### [What the task requires]
Count the lines in the records below that contain the word "dark" and reply with the number only.
Begin
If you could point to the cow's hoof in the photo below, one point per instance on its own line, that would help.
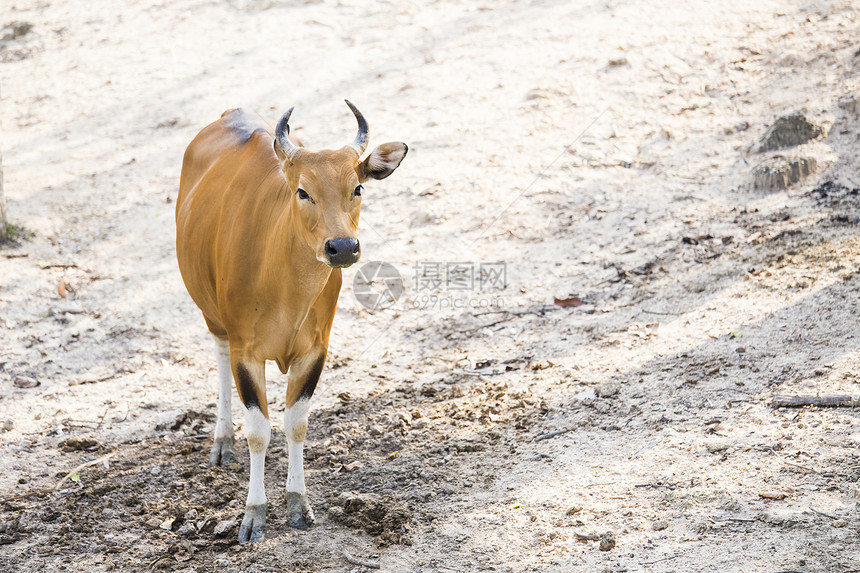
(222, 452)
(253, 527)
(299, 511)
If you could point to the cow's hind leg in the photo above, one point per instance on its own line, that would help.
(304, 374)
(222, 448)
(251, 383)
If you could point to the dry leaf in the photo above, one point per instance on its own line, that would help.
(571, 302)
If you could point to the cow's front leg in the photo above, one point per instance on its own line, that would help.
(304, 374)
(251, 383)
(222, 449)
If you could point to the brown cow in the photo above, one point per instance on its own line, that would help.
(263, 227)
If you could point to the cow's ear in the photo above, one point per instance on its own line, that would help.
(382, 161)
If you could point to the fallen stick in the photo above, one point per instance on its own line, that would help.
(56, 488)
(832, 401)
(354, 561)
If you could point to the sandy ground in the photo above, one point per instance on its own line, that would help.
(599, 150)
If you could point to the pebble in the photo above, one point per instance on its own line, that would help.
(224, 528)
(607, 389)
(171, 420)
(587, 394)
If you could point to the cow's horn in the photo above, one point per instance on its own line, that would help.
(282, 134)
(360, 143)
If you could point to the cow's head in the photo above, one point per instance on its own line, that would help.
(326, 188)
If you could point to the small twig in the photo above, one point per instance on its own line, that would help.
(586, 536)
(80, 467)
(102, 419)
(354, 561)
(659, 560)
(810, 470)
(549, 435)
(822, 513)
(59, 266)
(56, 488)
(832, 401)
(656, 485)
End
Begin
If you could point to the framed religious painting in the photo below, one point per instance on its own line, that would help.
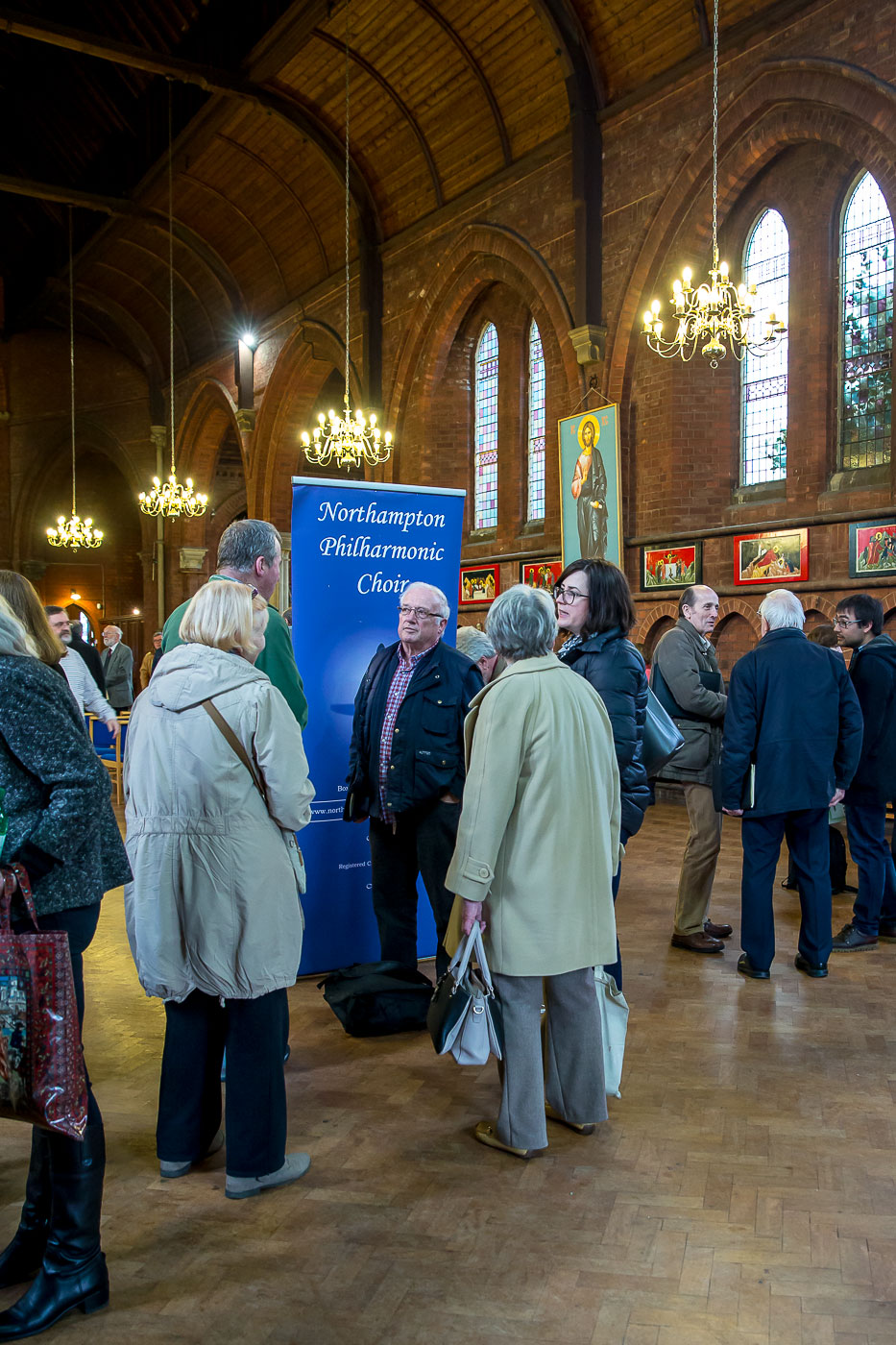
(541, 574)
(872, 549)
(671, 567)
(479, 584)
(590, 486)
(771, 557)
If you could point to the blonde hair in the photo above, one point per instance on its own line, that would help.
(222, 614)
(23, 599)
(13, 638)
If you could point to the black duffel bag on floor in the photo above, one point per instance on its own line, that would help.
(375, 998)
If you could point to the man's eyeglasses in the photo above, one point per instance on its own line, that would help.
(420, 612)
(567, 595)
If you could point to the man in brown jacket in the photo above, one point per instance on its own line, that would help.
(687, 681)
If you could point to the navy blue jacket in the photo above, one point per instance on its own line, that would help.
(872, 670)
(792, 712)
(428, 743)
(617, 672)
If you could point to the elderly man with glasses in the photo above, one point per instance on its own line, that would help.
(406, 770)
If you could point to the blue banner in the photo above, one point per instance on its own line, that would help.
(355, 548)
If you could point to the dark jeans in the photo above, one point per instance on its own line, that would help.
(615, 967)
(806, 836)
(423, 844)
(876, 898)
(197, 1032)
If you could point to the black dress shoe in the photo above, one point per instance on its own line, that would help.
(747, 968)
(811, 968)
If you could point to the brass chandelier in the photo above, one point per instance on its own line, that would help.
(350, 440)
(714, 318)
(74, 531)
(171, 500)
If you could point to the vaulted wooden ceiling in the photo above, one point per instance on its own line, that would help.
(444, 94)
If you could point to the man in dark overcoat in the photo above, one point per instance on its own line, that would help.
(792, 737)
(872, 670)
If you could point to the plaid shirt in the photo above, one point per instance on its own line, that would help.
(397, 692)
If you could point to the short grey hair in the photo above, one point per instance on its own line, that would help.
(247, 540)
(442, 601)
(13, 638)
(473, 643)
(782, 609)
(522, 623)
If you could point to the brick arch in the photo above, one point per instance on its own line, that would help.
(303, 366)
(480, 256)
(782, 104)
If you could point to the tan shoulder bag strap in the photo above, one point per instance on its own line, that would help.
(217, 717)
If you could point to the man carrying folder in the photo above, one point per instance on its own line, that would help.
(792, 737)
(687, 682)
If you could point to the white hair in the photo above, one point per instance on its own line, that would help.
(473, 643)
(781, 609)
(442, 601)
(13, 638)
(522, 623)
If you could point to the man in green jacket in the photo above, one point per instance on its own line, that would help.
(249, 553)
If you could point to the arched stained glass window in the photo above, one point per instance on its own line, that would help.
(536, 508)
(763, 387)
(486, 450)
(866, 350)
End
### [Result of this task]
2